WHAT TO DO :: Arrange the material below as a numbered list, one line per item, with blank lines omitted.

####

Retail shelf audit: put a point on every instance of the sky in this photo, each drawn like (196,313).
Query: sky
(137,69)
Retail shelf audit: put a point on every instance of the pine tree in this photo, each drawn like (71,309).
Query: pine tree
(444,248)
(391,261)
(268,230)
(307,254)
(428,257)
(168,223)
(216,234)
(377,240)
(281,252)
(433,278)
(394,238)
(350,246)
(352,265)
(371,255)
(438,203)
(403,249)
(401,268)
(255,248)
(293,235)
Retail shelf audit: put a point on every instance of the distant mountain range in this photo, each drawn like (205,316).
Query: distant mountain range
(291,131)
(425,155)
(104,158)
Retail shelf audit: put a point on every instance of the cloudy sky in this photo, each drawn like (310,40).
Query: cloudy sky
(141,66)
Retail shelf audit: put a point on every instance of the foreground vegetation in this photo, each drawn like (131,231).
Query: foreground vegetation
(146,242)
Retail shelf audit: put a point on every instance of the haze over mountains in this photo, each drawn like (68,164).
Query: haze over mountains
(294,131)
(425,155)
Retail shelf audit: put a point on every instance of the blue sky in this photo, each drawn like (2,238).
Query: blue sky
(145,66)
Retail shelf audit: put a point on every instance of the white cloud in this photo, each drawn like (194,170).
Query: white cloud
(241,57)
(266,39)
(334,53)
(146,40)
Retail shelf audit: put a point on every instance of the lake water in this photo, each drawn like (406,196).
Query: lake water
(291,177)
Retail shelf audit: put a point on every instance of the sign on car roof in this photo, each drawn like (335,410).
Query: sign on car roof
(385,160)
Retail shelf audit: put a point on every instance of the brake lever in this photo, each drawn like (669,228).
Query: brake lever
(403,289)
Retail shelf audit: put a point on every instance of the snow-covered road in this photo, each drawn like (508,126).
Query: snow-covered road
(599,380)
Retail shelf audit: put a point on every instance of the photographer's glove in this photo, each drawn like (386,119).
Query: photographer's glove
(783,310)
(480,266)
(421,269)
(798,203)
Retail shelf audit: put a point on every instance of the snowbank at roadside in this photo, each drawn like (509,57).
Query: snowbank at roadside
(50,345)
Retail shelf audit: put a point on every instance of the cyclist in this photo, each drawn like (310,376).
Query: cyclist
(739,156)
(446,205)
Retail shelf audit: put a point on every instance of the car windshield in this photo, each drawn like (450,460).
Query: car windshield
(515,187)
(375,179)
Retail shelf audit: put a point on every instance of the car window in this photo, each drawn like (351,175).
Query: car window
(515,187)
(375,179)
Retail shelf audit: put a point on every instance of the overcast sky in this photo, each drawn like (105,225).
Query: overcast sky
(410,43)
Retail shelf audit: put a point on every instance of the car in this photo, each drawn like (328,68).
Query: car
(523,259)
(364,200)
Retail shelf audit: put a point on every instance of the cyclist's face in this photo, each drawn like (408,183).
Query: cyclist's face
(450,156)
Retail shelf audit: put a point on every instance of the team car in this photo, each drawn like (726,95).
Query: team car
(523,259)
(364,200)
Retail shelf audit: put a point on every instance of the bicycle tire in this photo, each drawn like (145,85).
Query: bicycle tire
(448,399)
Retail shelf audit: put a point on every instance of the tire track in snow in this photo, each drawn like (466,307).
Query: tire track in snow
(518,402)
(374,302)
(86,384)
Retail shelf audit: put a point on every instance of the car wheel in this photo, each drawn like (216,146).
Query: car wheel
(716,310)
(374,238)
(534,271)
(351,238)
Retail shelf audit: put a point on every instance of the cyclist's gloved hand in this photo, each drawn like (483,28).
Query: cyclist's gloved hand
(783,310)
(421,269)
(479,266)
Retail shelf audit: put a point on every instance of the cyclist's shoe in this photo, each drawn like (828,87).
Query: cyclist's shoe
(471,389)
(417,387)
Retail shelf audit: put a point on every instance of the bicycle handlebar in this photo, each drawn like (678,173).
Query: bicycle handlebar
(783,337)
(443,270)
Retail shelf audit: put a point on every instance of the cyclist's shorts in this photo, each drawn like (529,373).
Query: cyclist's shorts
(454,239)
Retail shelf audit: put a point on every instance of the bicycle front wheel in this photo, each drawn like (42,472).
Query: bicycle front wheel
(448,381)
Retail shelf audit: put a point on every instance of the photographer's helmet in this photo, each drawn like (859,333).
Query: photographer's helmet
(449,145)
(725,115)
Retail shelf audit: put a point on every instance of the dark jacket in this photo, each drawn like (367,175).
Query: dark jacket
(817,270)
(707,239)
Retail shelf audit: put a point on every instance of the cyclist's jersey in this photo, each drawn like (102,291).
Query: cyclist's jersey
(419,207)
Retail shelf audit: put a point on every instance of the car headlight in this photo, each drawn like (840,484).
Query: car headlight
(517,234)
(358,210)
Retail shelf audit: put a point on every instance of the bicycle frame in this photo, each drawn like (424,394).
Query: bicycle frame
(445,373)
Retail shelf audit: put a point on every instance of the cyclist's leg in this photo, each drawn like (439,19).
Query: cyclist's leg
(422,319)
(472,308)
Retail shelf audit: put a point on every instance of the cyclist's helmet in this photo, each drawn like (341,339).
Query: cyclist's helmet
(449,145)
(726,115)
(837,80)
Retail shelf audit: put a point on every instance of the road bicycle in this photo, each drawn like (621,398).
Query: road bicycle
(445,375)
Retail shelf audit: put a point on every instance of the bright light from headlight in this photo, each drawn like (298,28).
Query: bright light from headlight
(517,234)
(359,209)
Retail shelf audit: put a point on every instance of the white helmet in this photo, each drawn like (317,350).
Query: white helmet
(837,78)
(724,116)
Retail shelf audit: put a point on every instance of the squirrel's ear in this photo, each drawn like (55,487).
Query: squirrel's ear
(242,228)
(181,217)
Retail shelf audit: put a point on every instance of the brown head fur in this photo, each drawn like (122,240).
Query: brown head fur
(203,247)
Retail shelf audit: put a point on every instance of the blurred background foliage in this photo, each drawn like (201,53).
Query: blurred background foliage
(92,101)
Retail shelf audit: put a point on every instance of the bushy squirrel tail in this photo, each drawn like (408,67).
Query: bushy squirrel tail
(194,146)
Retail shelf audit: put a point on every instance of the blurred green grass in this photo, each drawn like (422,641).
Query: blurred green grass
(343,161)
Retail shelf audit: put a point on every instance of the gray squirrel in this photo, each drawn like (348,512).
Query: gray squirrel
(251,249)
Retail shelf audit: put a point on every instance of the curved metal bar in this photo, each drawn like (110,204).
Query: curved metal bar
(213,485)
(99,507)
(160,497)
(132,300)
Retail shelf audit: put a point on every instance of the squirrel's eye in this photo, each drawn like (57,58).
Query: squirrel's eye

####

CORRECT ANSWER ::
1. Retail shelf audit: put a point on every instance of the sky in this photo, each drawn like (196,313).
2. Query: sky
3. (137,69)
4. Retail shelf audit: put a point on every instance of the pine tree in this photo, each drawn like (71,309).
5. Query: pine tree
6. (444,248)
7. (391,261)
8. (268,230)
9. (307,254)
10. (428,257)
11. (168,223)
12. (216,234)
13. (377,240)
14. (281,252)
15. (433,278)
16. (394,238)
17. (350,246)
18. (352,265)
19. (371,255)
20. (438,203)
21. (403,249)
22. (401,268)
23. (255,248)
24. (293,235)
25. Retail shelf audit: put a point on every instance of the distant mountain range in this photo, each drawn like (205,316).
26. Query: distant mountain range
27. (291,131)
28. (425,155)
29. (104,158)
30. Retail shelf audit: put a point on every instance of the cloudy sky in this photo, each drawn like (310,40).
31. Query: cloudy sky
32. (141,66)
33. Retail shelf audit: put a point on every instance of the foreground vegetation in this photo, each drawn like (131,231).
34. Query: foreground vegetation
35. (146,242)
36. Retail shelf audit: put a point on every instance of the haze over mountains in this photo, each drawn like (68,164).
37. Query: haze over mountains
38. (294,131)
39. (425,155)
40. Retail shelf audit: put a point on every instance of the blue sky in this photo, each drawn like (2,238).
41. Query: blue sky
42. (145,66)
43. Retail shelf audit: put a point on every instance of the white cloud in this photo, each drawn like (194,170).
44. Query: white cloud
45. (241,57)
46. (266,39)
47. (334,53)
48. (146,40)
49. Retail shelf audit: put a point on every instance of the lake water in this photo, each drawn like (406,196).
50. Query: lake water
51. (291,177)
52. Retail shelf audit: put a point on every instance of the sign on car roof in this photo, each drawn like (335,410).
53. Query: sign on car roof
54. (385,160)
55. Retail shelf audit: put a point on every instance of the brake lever in this photo, each drawn like (669,228).
56. Query: brake lever
57. (403,289)
58. Retail shelf audit: put a point on every instance of the snow-covered road in this photo, each drawn like (508,126).
59. Query: snow-covered road
60. (599,380)
61. Retail shelf audit: put a point on every instance of the photographer's glove in this photo, each drawn like (386,119).
62. Query: photographer's glove
63. (783,310)
64. (480,266)
65. (421,269)
66. (798,203)
67. Retail shelf audit: put a point on every instance of the snowbank at roadside in this photo, each drawn like (509,57).
68. Query: snowbank at roadside
69. (50,345)
70. Retail shelf audit: put a point on every instance of the cyclist in this photo, each drawn like (310,376).
71. Query: cyclist
72. (739,156)
73. (446,205)
74. Retail shelf audit: put a point on every instance of the car windshield in this photo, each drawn like (450,460).
75. Query: car windshield
76. (515,187)
77. (375,179)
78. Retail shelf audit: put a point on every instance of the car window in this photo, each drawn like (351,175).
79. Query: car window
80. (515,187)
81. (375,179)
82. Retail shelf audit: put a point on every instance of the overcast sky in this photo, each drawn like (105,225).
83. Query: overcast sky
84. (410,43)
85. Retail shelf audit: put a point on every instance of the car in this photo, each drawn like (328,68).
86. Query: car
87. (523,259)
88. (364,200)
89. Retail shelf audit: put a point on every instance of the cyclist's face in this photo, each drawn like (408,183).
90. Query: cyclist's face
91. (450,156)
92. Retail shelf audit: put a point on every instance of the team car in this photo, each drawn like (726,95).
93. Query: team car
94. (523,259)
95. (364,200)
96. Retail shelf audit: put a point on every instance of the bicycle tire in this photo, each drawn like (145,85).
97. Query: bicycle tire
98. (448,399)
99. Retail shelf audit: put a point on every instance of the tire track in snow in this photo, each drawn like (466,307).
100. Query: tire track in snow
101. (518,402)
102. (374,302)
103. (86,384)
104. Retail shelf audit: put a point on every instance of the car wheel in this photo, each drawn like (216,146).
105. Query: car wheel
106. (716,310)
107. (374,238)
108. (534,271)
109. (351,238)
110. Retail shelf audit: put a point on every instance of the cyclist's gloved hand in this photo, each drawn like (483,28).
111. Query: cyclist's gloved hand
112. (783,310)
113. (421,269)
114. (479,266)
115. Retail shelf audit: put a point on every instance of the cyclist's shoe in this photo, each drawn like (828,87).
116. Query: cyclist's shoe
117. (471,389)
118. (417,387)
119. Retail shelf audit: put a point on every instance of the bicycle handlebar in this photo, each drawn like (678,173).
120. Query: bicycle handlebar
121. (783,337)
122. (443,270)
123. Retail shelf audit: put a point on every instance of the cyclist's shorts in this photo, each drawn like (529,373).
124. Query: cyclist's shorts
125. (454,239)
126. Retail shelf audit: put a point on every instance of the bicycle front wheel in this photo, each drawn like (42,472).
127. Query: bicycle front wheel
128. (448,381)
129. Retail shelf audit: put a point on every instance of the photographer's helmet in this photo, each drawn like (859,333).
130. Query: photographer's helmet
131. (449,145)
132. (725,115)
133. Retail shelf audit: put a point on every instance of the dark jacket in this photo, each drawn like (367,175).
134. Query: dark jacket
135. (817,270)
136. (707,239)
137. Retail shelf audit: put a point on every instance of the cyclist's jersey in this photo, each drawn like (102,291).
138. Query: cyclist's jersey
139. (419,207)
140. Retail shelf audit: put a point on every instance of the car headlight in this photo, each drawn like (840,484).
141. Query: car headlight
142. (517,234)
143. (358,210)
144. Retail shelf audit: put a point on every instance of the bicycle frame in this photo, each drawn like (424,394).
145. Query: bicycle frame
146. (445,373)
147. Retail shelf audit: put a point on every instance of the cyclist's leg in this photo, each drawn like (439,19).
148. Query: cyclist's leg
149. (422,319)
150. (472,308)
151. Retail shelf audit: put a point on every instance of the cyclist's helmet in this photo, each drawn like (341,339).
152. Query: cyclist's helmet
153. (449,145)
154. (726,115)
155. (837,80)
156. Retail shelf audit: put a point on every instance of the road bicycle in this photo, each drawn like (621,398).
157. Query: road bicycle
158. (445,375)
159. Retail shelf audit: put a point on every instance of the bright light from headlight in this photo, each drawn like (298,28).
160. Query: bright light from headlight
161. (517,234)
162. (359,209)
163. Retail shelf audit: put a point on every instance of the white helmet in this photo, each drawn like (317,350).
164. Query: white helmet
165. (837,78)
166. (724,116)
167. Retail shelf audit: put a point on every instance of the squirrel's ear in this photo, each drawn like (55,487).
168. Query: squirrel's ear
169. (242,228)
170. (181,217)
171. Retail shelf audit: put a point on every instance of the brown head fur in this photo, each drawn like (122,240).
172. Query: brown head fur
173. (203,247)
174. Retail shelf audit: put a point on every instance of the blurred background foliage in this photo, each drawn like (201,53).
175. Query: blurred background foliage
176. (92,101)
177. Retail shelf audit: put a point on every instance of the bushy squirrel tail in this photo, each drawn like (408,67).
178. Query: bushy squirrel tail
179. (194,146)
180. Retail shelf audit: put a point on every instance of the blurred green grass in this photo, each drawn like (422,641).
181. Query: blurred green grass
182. (343,161)
183. Retail shelf audit: put a point on every instance of the gray squirrel in this photo, each drawn like (348,512).
184. Query: gray squirrel
185. (251,249)
186. Retail shelf audit: put a point on every instance of the curved metal bar in this photo, each drawn like (110,204).
187. Query: curved metal bar
188. (213,485)
189. (99,507)
190. (160,497)
191. (132,300)
192. Retail shelf audit: put a point on every instance of the squirrel's eye in this photo, each drawn like (57,58).
193. Query: squirrel's eye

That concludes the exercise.